begin Provided material
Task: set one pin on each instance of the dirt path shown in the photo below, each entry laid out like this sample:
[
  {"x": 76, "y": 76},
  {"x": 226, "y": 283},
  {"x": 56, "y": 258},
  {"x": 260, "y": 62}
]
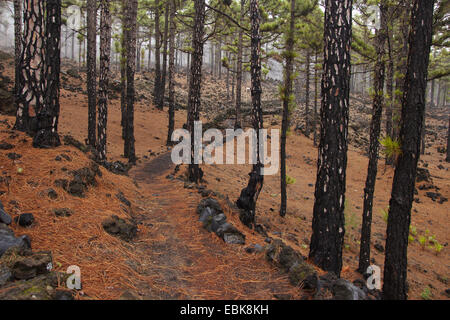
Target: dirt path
[{"x": 178, "y": 259}]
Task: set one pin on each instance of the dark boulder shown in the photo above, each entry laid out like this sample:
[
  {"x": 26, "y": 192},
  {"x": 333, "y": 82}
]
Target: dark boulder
[
  {"x": 9, "y": 240},
  {"x": 25, "y": 219},
  {"x": 119, "y": 227},
  {"x": 32, "y": 266}
]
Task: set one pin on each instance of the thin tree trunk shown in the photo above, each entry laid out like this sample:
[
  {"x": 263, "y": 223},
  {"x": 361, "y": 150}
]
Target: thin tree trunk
[
  {"x": 105, "y": 49},
  {"x": 250, "y": 194},
  {"x": 413, "y": 107},
  {"x": 29, "y": 91},
  {"x": 171, "y": 72},
  {"x": 131, "y": 19},
  {"x": 316, "y": 96},
  {"x": 195, "y": 174},
  {"x": 328, "y": 219},
  {"x": 157, "y": 88},
  {"x": 164, "y": 70},
  {"x": 375, "y": 127},
  {"x": 238, "y": 123},
  {"x": 17, "y": 53},
  {"x": 48, "y": 113},
  {"x": 92, "y": 69},
  {"x": 308, "y": 72},
  {"x": 287, "y": 92}
]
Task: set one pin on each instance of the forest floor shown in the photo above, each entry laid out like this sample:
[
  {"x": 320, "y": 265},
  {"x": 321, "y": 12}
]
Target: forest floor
[{"x": 173, "y": 257}]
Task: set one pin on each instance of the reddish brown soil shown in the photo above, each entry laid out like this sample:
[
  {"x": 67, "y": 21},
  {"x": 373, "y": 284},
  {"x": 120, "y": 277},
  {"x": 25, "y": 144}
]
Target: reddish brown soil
[{"x": 173, "y": 256}]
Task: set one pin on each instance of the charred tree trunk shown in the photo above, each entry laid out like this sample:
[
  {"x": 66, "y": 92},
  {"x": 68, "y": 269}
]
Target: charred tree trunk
[
  {"x": 17, "y": 50},
  {"x": 448, "y": 142},
  {"x": 375, "y": 128},
  {"x": 308, "y": 72},
  {"x": 287, "y": 99},
  {"x": 157, "y": 88},
  {"x": 48, "y": 114},
  {"x": 195, "y": 174},
  {"x": 131, "y": 22},
  {"x": 250, "y": 194},
  {"x": 389, "y": 90},
  {"x": 105, "y": 49},
  {"x": 171, "y": 72},
  {"x": 316, "y": 96},
  {"x": 164, "y": 70},
  {"x": 123, "y": 72},
  {"x": 29, "y": 84},
  {"x": 92, "y": 69},
  {"x": 238, "y": 123},
  {"x": 328, "y": 219},
  {"x": 413, "y": 108}
]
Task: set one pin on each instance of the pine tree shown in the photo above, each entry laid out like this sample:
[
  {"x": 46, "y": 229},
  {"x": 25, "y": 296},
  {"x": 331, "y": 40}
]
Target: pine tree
[
  {"x": 105, "y": 50},
  {"x": 171, "y": 72},
  {"x": 92, "y": 69},
  {"x": 131, "y": 29},
  {"x": 250, "y": 194},
  {"x": 328, "y": 217},
  {"x": 195, "y": 174},
  {"x": 375, "y": 128},
  {"x": 47, "y": 114},
  {"x": 413, "y": 107}
]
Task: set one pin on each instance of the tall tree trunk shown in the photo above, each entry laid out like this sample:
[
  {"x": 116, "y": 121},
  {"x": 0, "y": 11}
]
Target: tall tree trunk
[
  {"x": 105, "y": 50},
  {"x": 150, "y": 50},
  {"x": 131, "y": 19},
  {"x": 375, "y": 127},
  {"x": 287, "y": 99},
  {"x": 195, "y": 174},
  {"x": 389, "y": 88},
  {"x": 157, "y": 88},
  {"x": 17, "y": 51},
  {"x": 164, "y": 71},
  {"x": 308, "y": 72},
  {"x": 29, "y": 91},
  {"x": 250, "y": 194},
  {"x": 48, "y": 113},
  {"x": 238, "y": 123},
  {"x": 171, "y": 72},
  {"x": 328, "y": 220},
  {"x": 92, "y": 69},
  {"x": 316, "y": 96},
  {"x": 448, "y": 142},
  {"x": 123, "y": 72},
  {"x": 413, "y": 108}
]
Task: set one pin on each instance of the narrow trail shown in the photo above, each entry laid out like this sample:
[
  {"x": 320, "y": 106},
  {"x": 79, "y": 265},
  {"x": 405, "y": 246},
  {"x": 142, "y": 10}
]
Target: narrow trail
[{"x": 178, "y": 259}]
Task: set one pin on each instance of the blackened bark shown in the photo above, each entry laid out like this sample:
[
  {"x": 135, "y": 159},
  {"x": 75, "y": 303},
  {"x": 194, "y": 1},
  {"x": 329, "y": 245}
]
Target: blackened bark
[
  {"x": 328, "y": 219},
  {"x": 308, "y": 72},
  {"x": 389, "y": 90},
  {"x": 448, "y": 142},
  {"x": 131, "y": 22},
  {"x": 157, "y": 88},
  {"x": 375, "y": 128},
  {"x": 92, "y": 69},
  {"x": 29, "y": 84},
  {"x": 123, "y": 72},
  {"x": 238, "y": 123},
  {"x": 413, "y": 108},
  {"x": 105, "y": 49},
  {"x": 48, "y": 113},
  {"x": 17, "y": 50},
  {"x": 195, "y": 173},
  {"x": 171, "y": 72},
  {"x": 164, "y": 69},
  {"x": 286, "y": 94},
  {"x": 250, "y": 194},
  {"x": 316, "y": 96}
]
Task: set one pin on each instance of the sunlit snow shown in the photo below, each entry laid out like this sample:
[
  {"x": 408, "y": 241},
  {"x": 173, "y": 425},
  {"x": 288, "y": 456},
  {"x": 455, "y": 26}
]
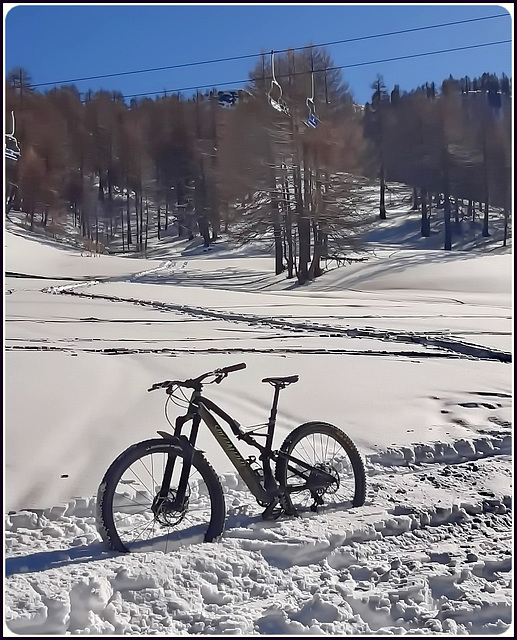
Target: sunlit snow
[{"x": 408, "y": 352}]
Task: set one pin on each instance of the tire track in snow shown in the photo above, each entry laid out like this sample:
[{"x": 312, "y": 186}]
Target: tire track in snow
[{"x": 426, "y": 340}]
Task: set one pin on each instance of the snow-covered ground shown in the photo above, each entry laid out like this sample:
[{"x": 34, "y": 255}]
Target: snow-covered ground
[{"x": 409, "y": 352}]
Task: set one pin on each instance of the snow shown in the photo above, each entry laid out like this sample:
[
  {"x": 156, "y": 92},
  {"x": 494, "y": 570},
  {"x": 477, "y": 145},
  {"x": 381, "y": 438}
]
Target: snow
[{"x": 408, "y": 352}]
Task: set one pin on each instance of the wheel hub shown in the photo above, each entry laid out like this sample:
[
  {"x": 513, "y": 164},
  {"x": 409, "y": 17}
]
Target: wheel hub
[{"x": 167, "y": 511}]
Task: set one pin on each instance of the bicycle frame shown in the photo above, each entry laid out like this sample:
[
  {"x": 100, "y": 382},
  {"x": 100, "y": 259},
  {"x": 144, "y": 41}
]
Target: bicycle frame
[{"x": 265, "y": 489}]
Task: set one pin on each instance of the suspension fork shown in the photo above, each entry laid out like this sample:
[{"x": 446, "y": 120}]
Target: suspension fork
[{"x": 179, "y": 501}]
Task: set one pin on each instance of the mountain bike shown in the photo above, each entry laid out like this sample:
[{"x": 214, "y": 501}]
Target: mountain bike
[{"x": 163, "y": 493}]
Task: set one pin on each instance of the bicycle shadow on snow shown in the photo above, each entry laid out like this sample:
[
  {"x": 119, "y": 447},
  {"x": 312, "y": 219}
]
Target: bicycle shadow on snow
[
  {"x": 57, "y": 558},
  {"x": 43, "y": 560}
]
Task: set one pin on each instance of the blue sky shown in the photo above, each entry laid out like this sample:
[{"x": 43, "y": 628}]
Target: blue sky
[{"x": 63, "y": 43}]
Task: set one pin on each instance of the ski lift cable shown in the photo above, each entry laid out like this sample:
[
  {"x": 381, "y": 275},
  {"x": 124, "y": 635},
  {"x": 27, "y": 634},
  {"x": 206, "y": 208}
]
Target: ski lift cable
[
  {"x": 336, "y": 68},
  {"x": 254, "y": 55}
]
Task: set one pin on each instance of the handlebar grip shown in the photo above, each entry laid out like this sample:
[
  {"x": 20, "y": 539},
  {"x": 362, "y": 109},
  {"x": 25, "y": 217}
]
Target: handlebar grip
[{"x": 233, "y": 367}]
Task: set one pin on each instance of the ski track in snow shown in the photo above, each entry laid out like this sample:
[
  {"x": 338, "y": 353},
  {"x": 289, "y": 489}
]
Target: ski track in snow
[
  {"x": 389, "y": 570},
  {"x": 425, "y": 339}
]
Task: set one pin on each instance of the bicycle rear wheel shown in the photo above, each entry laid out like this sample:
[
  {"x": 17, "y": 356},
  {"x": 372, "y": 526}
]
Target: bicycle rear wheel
[
  {"x": 132, "y": 517},
  {"x": 326, "y": 449}
]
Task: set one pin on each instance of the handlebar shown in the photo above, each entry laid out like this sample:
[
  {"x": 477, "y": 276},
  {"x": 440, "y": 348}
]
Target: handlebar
[{"x": 194, "y": 383}]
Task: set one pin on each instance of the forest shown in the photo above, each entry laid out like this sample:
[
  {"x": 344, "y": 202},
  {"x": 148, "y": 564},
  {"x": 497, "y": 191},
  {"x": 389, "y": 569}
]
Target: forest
[{"x": 282, "y": 159}]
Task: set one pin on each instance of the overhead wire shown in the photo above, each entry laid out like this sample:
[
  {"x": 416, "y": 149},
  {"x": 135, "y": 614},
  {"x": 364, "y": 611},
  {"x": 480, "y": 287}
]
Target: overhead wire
[
  {"x": 346, "y": 66},
  {"x": 255, "y": 55}
]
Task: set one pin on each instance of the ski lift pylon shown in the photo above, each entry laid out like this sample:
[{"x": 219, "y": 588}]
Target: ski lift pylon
[
  {"x": 312, "y": 118},
  {"x": 278, "y": 104},
  {"x": 12, "y": 148}
]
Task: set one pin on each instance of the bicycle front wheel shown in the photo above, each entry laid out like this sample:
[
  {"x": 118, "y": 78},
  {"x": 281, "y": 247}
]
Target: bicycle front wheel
[
  {"x": 321, "y": 467},
  {"x": 135, "y": 514}
]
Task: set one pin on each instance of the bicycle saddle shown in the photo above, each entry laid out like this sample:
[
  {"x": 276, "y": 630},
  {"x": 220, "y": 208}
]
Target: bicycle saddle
[{"x": 281, "y": 381}]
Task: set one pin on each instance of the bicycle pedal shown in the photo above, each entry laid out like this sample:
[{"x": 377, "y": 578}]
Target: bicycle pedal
[{"x": 273, "y": 511}]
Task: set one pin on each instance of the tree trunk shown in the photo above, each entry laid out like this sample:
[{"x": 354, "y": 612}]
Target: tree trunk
[{"x": 382, "y": 203}]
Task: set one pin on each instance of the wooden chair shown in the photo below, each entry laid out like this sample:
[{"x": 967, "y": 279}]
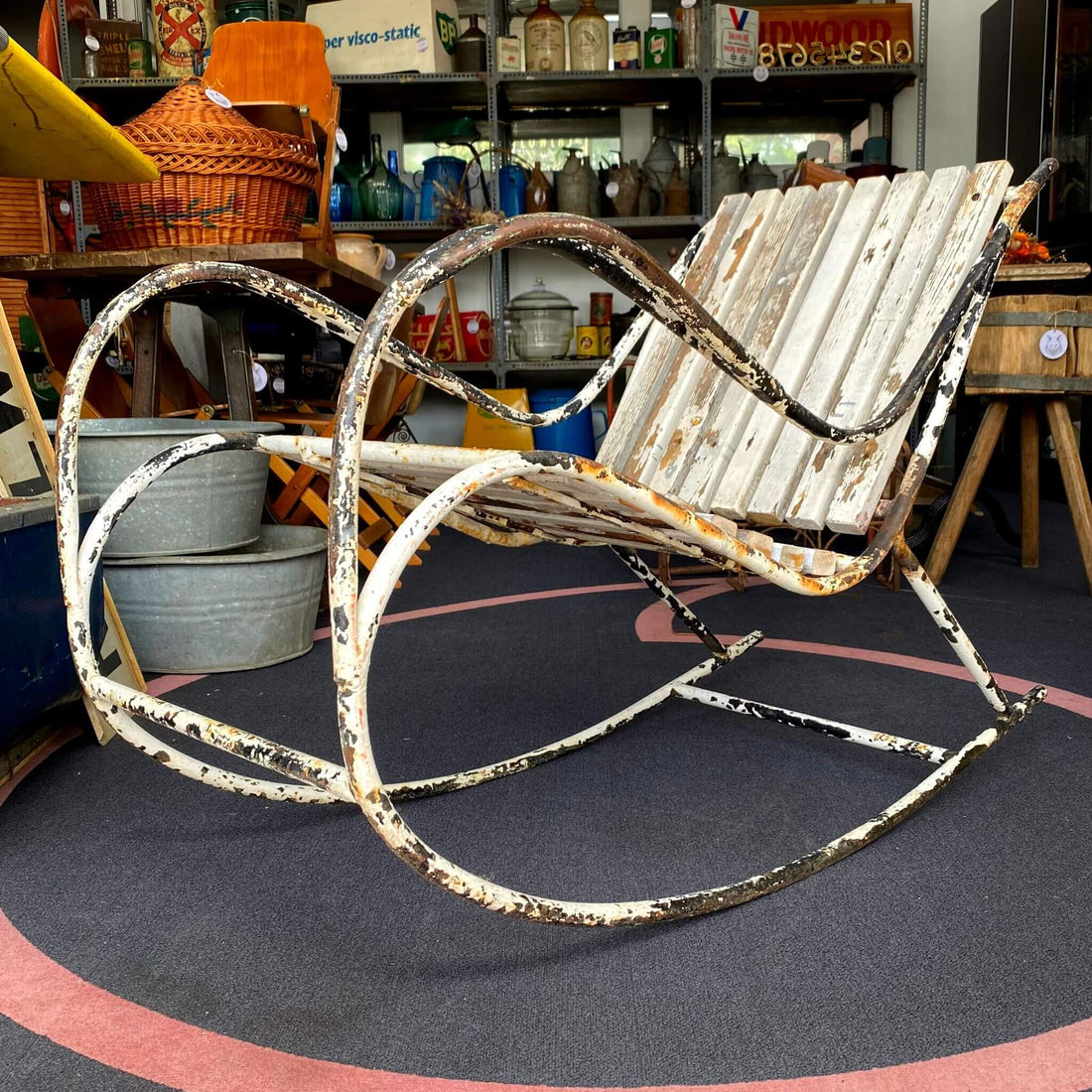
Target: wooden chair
[
  {"x": 275, "y": 73},
  {"x": 842, "y": 303}
]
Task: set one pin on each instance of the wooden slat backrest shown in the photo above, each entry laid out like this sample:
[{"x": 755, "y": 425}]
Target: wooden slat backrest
[
  {"x": 694, "y": 426},
  {"x": 800, "y": 348},
  {"x": 837, "y": 294},
  {"x": 732, "y": 273},
  {"x": 731, "y": 408},
  {"x": 819, "y": 390},
  {"x": 864, "y": 470},
  {"x": 662, "y": 350}
]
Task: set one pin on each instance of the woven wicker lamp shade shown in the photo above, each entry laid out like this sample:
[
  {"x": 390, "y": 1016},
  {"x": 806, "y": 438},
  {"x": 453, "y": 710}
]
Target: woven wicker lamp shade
end Provided material
Written problem
Please format the material from the line containing "Task: set one pin on each instance of the woven" through the end of the material, both ends included, as a Markdown table with the columns Row and Material line, one line per row and blank lines left out.

Response below
| Row | Material line |
|---|---|
| 1 | Task: set one pin on each instance of the woven wicker lamp shade shown in the photo above, each entry laid out like this sample: |
| 2 | [ |
| 3 |   {"x": 390, "y": 1016}, |
| 4 |   {"x": 806, "y": 438}, |
| 5 |   {"x": 453, "y": 710} |
| 6 | ] |
| 7 | Target: woven wicker lamp shade |